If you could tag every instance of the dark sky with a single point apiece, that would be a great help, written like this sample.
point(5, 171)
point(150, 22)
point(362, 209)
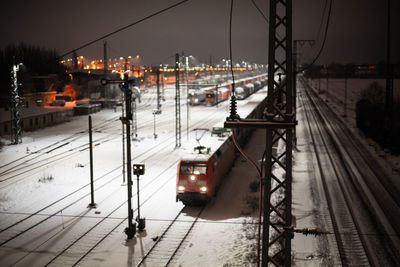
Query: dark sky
point(357, 31)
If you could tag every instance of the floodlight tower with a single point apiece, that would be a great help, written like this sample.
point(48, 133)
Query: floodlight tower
point(16, 137)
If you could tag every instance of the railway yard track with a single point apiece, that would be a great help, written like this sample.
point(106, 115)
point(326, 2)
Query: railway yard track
point(360, 202)
point(166, 246)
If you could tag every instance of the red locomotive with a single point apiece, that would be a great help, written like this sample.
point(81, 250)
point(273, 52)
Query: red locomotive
point(200, 173)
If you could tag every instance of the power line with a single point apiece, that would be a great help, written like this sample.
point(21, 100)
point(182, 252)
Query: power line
point(125, 27)
point(323, 43)
point(262, 14)
point(259, 10)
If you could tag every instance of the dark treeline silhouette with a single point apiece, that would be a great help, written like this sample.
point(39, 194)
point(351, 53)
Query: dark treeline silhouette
point(37, 61)
point(336, 70)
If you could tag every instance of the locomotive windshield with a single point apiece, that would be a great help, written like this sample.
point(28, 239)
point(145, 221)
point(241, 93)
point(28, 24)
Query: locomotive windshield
point(197, 169)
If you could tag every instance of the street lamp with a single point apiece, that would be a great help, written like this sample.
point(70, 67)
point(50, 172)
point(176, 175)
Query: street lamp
point(15, 99)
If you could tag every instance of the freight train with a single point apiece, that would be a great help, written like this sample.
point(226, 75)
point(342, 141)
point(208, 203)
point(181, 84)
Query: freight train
point(212, 95)
point(202, 168)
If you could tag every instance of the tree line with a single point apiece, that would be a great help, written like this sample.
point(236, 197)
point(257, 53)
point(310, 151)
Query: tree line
point(37, 61)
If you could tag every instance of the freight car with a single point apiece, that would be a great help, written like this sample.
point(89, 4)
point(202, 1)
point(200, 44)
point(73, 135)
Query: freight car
point(201, 169)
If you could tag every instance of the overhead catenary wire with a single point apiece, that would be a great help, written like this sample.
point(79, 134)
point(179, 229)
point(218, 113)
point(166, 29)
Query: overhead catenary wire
point(323, 42)
point(125, 27)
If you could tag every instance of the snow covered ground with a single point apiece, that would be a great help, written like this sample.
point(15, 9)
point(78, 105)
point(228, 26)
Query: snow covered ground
point(223, 236)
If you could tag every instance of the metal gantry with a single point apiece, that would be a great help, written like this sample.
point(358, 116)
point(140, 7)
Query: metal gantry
point(16, 131)
point(279, 121)
point(277, 213)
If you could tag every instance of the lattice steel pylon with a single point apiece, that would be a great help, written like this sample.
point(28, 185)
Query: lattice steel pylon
point(279, 122)
point(277, 216)
point(16, 131)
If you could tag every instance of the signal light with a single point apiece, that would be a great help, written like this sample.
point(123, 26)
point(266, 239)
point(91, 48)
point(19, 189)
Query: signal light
point(138, 169)
point(181, 188)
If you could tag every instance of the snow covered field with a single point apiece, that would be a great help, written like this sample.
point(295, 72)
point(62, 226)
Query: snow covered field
point(224, 234)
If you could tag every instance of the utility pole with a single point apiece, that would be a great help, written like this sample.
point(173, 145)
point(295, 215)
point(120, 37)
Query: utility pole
point(91, 204)
point(158, 90)
point(16, 131)
point(127, 91)
point(187, 97)
point(131, 229)
point(279, 121)
point(301, 43)
point(177, 104)
point(162, 85)
point(105, 68)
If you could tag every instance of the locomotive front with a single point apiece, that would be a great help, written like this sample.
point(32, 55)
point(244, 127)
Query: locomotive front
point(193, 182)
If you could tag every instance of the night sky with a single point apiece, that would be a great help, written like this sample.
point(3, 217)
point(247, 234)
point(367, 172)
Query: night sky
point(357, 32)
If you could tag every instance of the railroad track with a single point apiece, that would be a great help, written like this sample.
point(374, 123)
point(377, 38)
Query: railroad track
point(31, 222)
point(166, 247)
point(363, 230)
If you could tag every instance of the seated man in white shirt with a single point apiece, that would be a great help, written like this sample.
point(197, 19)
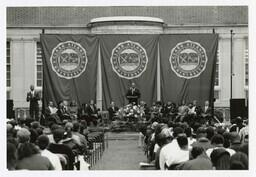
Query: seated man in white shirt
point(169, 149)
point(43, 142)
point(180, 155)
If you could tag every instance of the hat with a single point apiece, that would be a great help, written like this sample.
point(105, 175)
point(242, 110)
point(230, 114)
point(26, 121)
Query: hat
point(235, 137)
point(23, 135)
point(217, 153)
point(166, 132)
point(154, 124)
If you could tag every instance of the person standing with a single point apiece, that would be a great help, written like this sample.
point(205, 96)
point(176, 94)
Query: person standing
point(33, 97)
point(133, 94)
point(112, 110)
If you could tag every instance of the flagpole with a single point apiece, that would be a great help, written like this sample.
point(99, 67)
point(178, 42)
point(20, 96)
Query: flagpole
point(231, 64)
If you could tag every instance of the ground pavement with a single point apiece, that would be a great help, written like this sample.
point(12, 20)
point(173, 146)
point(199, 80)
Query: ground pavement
point(122, 153)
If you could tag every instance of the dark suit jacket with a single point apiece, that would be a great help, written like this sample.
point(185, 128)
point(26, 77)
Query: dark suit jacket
point(112, 112)
point(91, 111)
point(33, 99)
point(133, 96)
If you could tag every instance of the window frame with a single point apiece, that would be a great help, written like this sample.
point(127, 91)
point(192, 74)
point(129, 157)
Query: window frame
point(218, 87)
point(8, 87)
point(39, 88)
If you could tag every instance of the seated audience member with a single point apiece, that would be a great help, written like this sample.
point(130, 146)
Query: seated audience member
point(199, 161)
point(209, 132)
point(235, 141)
point(162, 139)
point(82, 112)
point(50, 135)
point(220, 159)
point(63, 111)
point(168, 150)
point(23, 135)
point(244, 147)
point(191, 140)
point(112, 110)
point(29, 158)
point(43, 142)
point(73, 109)
point(71, 140)
point(180, 155)
point(201, 139)
point(11, 156)
point(244, 131)
point(182, 111)
point(217, 143)
point(51, 113)
point(59, 148)
point(92, 113)
point(239, 161)
point(80, 138)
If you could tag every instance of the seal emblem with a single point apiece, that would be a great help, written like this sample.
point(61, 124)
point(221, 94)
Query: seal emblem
point(68, 59)
point(129, 59)
point(188, 59)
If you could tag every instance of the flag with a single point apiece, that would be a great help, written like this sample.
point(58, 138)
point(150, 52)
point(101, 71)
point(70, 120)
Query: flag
point(69, 67)
point(187, 66)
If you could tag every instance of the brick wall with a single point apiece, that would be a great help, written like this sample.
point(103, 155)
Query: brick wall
point(80, 16)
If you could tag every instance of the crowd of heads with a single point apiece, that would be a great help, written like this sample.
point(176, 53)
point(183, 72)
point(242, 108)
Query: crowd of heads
point(198, 146)
point(31, 146)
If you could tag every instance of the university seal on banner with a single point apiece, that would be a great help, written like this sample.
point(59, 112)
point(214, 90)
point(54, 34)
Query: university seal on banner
point(129, 59)
point(188, 59)
point(68, 59)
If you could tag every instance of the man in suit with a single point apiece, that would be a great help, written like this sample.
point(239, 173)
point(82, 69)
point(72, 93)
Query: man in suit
point(33, 97)
point(133, 94)
point(92, 113)
point(112, 110)
point(207, 109)
point(51, 113)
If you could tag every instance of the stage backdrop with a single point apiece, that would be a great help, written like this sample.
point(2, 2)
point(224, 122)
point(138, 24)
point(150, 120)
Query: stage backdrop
point(70, 67)
point(188, 66)
point(126, 59)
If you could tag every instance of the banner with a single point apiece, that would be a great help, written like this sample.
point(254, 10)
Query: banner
point(187, 66)
point(69, 67)
point(126, 59)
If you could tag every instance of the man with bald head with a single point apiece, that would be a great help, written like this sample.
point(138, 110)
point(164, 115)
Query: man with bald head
point(33, 97)
point(133, 94)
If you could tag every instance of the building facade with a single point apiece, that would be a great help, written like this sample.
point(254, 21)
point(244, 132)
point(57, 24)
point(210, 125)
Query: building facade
point(25, 24)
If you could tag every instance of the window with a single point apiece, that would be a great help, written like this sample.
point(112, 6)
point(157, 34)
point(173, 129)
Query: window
point(39, 66)
point(246, 69)
point(246, 55)
point(8, 65)
point(8, 70)
point(217, 74)
point(217, 78)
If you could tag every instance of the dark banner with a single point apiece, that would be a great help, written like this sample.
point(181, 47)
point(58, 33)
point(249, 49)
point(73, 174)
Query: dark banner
point(187, 67)
point(126, 59)
point(70, 67)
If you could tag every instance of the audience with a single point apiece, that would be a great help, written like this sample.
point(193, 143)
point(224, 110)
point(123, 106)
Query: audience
point(199, 160)
point(174, 138)
point(43, 142)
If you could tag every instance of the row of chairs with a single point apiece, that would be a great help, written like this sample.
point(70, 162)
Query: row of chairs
══════════
_SHORT EXERCISE_: Copy the stretch of data above from the line containing "If you could tag every instance of the railroad" through the line containing "point(363, 230)", keeping every line. Shift each answer coordinate by adding 148 to it, and leave all other numbers unchanged.

_TASK RESPONSE_:
If you could tag every instance of the railroad track with a single point apiece, that would be a great help, written like this sample.
point(374, 123)
point(377, 38)
Query: railroad track
point(179, 370)
point(314, 395)
point(511, 378)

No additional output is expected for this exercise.